■ DATA TO PROCESS
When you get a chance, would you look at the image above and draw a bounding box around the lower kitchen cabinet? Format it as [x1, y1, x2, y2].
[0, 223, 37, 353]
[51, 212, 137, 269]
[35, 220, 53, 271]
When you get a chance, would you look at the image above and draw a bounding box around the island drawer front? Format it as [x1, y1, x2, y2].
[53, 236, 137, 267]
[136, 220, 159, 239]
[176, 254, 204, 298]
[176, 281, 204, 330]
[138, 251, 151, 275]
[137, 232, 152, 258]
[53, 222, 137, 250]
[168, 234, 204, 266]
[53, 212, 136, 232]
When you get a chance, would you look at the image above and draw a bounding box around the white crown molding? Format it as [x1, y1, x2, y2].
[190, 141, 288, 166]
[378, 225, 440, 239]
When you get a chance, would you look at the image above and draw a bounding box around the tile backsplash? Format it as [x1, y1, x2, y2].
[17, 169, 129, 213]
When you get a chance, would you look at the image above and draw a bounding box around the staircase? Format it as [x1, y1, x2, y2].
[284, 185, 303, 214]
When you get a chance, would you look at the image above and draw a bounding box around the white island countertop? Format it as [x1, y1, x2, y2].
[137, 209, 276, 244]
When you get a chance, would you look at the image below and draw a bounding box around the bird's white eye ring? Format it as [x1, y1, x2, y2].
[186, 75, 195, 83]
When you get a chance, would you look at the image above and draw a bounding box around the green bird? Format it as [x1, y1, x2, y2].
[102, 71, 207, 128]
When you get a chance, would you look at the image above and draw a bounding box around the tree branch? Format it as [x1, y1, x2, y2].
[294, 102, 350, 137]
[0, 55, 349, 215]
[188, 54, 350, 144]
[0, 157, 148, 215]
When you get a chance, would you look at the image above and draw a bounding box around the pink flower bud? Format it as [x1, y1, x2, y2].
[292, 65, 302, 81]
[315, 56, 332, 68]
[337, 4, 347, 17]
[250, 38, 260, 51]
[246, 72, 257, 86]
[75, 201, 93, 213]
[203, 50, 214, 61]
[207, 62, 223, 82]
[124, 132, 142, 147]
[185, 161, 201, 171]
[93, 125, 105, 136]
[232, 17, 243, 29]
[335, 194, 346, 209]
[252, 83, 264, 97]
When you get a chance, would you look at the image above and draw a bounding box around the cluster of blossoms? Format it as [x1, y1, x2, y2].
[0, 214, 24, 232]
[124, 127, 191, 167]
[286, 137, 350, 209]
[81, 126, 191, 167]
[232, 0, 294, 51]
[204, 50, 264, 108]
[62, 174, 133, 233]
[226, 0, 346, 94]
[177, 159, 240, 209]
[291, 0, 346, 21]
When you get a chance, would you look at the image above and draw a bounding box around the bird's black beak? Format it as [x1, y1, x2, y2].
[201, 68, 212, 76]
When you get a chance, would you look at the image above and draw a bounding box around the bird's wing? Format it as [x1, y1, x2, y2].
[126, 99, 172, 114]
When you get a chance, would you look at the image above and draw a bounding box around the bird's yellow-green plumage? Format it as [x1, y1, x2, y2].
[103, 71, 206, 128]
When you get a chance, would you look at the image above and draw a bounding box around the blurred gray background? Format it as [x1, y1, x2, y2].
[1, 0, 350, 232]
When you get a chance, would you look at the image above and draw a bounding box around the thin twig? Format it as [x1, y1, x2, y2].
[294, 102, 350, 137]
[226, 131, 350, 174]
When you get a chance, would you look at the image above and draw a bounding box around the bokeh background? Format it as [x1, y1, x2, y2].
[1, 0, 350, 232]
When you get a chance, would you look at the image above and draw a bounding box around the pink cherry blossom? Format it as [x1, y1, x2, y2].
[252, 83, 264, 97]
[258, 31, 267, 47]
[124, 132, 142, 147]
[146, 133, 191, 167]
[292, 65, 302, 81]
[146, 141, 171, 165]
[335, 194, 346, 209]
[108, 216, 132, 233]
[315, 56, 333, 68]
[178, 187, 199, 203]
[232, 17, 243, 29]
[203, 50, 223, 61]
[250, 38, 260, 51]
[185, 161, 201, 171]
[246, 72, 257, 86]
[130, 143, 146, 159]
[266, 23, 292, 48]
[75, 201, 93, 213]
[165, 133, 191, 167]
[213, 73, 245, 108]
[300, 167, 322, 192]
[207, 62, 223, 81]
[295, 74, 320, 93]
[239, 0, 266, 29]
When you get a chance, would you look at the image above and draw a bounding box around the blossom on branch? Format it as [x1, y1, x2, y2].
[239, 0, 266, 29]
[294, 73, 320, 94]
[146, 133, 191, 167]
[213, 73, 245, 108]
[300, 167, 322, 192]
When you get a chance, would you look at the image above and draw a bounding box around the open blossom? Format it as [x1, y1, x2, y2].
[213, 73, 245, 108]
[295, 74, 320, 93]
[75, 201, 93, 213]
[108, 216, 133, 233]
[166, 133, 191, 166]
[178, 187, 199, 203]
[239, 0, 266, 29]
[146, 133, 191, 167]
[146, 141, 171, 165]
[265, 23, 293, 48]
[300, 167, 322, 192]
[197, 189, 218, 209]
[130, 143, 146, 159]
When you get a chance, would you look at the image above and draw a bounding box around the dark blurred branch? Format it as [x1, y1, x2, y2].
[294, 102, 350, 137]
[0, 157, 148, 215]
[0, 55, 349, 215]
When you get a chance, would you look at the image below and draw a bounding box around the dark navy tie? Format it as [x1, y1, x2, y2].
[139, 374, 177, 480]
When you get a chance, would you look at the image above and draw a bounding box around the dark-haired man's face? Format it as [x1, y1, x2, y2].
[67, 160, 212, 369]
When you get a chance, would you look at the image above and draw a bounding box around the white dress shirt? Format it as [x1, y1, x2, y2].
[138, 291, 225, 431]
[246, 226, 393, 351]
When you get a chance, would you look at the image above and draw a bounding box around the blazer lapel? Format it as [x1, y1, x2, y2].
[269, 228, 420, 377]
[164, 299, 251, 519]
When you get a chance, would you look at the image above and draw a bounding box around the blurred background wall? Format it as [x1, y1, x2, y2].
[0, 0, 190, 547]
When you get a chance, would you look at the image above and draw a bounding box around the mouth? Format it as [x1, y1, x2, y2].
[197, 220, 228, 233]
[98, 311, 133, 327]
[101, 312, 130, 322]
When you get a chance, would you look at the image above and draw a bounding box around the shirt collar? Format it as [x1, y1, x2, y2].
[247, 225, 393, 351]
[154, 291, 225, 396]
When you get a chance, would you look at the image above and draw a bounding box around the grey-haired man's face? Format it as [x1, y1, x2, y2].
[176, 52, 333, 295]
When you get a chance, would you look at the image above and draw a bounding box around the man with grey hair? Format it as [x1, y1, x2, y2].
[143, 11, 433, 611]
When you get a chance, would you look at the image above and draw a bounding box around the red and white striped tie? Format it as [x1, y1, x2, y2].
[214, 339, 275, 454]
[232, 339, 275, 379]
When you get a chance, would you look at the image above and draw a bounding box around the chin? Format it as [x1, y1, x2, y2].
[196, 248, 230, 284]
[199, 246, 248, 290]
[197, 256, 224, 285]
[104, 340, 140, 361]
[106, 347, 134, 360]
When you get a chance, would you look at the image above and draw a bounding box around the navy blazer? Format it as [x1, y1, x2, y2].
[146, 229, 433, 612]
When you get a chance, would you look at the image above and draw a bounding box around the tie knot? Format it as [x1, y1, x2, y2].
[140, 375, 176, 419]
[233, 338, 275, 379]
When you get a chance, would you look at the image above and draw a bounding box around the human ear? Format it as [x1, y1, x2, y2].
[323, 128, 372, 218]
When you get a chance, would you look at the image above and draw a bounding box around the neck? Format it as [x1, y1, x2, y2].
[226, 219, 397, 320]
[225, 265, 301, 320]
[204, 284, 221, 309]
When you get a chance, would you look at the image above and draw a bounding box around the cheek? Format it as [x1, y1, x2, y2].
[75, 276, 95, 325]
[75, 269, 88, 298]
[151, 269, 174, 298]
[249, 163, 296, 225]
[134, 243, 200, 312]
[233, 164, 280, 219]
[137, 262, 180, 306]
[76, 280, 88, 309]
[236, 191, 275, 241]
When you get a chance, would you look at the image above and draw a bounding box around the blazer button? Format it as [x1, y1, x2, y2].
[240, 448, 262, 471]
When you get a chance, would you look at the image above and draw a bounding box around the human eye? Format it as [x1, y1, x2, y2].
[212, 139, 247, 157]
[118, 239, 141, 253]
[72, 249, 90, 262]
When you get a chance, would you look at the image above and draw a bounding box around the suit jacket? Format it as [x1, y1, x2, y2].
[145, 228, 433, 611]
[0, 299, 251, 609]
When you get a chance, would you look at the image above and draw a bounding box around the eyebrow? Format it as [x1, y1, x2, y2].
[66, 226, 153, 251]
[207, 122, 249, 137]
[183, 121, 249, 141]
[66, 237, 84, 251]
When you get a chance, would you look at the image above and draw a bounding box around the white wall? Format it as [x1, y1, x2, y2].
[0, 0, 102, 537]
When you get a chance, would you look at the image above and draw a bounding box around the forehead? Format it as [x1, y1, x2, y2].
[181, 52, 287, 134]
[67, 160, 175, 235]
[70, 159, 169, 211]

■ YOUR TASK
Please retype, exactly as written, every line from the line containing "the white wall?" through the last line of the records above, including both of those lines, and nothing else.

■ TASK RESPONSE
When you get a chance, would you look at the image above and draw a bounding box around the white wall? Format it as [x1, y1, x2, y2].
[0, 0, 102, 537]
When you get a chance, would you look at the image above and draw a bounding box around the forehead? Format it as [x1, y1, x2, y2].
[181, 52, 287, 134]
[67, 160, 175, 235]
[70, 159, 169, 211]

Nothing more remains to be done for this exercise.